Task - Transcribe the lines of the records starting with the one that has "Check that every instance of the white minivan" in it and ending with the last, and transcribe nothing else.

Point labeling examples -
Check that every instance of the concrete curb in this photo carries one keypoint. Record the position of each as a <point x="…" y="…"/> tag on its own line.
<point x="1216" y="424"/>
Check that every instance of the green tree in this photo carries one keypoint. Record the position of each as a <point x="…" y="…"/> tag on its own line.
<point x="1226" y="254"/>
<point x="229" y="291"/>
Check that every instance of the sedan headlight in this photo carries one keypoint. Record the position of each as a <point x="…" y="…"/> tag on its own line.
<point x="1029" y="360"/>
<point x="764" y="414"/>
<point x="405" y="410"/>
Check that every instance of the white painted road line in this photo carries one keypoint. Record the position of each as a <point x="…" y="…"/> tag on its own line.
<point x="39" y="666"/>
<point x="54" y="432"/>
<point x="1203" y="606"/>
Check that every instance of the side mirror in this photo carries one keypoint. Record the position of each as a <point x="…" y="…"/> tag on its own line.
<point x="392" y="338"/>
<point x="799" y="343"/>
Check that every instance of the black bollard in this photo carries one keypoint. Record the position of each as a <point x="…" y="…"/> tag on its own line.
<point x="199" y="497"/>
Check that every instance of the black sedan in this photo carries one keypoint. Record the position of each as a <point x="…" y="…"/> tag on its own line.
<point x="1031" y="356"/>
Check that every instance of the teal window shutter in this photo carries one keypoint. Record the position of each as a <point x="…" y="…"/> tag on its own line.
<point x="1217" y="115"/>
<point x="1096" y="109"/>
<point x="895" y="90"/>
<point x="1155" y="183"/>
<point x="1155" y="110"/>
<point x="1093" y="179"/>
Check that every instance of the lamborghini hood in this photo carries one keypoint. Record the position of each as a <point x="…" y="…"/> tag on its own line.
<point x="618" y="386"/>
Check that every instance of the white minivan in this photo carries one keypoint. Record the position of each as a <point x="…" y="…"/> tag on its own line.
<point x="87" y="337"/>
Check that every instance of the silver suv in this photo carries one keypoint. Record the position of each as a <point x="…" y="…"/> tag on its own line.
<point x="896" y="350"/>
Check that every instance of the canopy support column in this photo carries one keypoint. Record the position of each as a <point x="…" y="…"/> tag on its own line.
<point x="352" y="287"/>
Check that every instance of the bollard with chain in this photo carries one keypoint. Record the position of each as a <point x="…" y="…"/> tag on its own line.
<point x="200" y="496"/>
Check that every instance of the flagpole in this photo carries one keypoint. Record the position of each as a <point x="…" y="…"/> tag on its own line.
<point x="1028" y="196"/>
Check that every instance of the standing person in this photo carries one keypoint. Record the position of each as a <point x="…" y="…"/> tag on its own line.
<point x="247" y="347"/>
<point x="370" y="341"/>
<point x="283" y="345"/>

Solution -
Check that every instance of the white minivan in this photo carries one keypoint. Record the position of each as a <point x="…" y="…"/> tag on its own line.
<point x="87" y="337"/>
Check that every instance of the silver suv in this photo carries one keypoint. Record the position of each as a <point x="…" y="…"/> tag on its own line.
<point x="896" y="350"/>
Check that every instance of the canopy support column in this photo carries one keypoint. Record the position of each as a <point x="…" y="…"/> tag on its own line.
<point x="352" y="287"/>
Check that every instance of the bollard with chain in this photo carries one keypoint. Record the position of each as a <point x="…" y="…"/> tag on its own line.
<point x="200" y="496"/>
Check that every instance of the flagpole in this photo carries one keypoint. Record the position of each as a <point x="…" y="…"/> tag on its own line.
<point x="1028" y="196"/>
Check that every instance of the standing person in this photo carries one keypoint. Record the position of each as a <point x="…" y="…"/> tag on its own line.
<point x="247" y="347"/>
<point x="370" y="341"/>
<point x="283" y="345"/>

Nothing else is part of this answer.